▶ [Task goal]:
Looking at the records below, please say how many lines contain the word "coordinates", as a bare number.
** Opening Source information block **
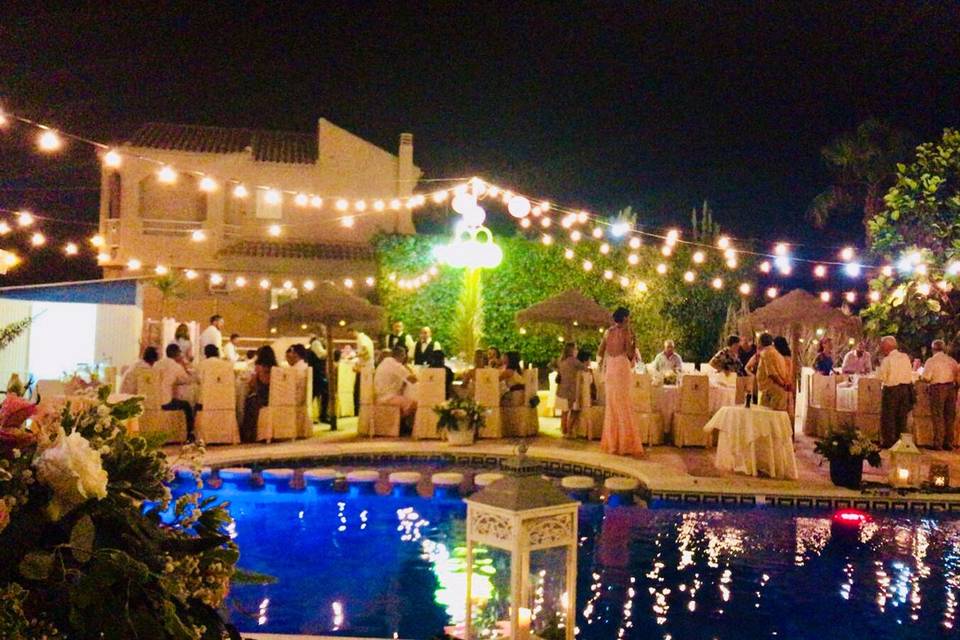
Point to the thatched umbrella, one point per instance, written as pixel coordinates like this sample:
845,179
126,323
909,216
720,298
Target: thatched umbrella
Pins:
329,306
569,310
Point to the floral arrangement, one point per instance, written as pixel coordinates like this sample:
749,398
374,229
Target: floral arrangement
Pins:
848,444
88,547
460,414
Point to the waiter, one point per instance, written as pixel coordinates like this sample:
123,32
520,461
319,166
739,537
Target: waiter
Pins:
426,345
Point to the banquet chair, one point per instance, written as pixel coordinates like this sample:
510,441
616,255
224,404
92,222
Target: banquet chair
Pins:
** Closing Source information block **
▶ [Your solution]:
4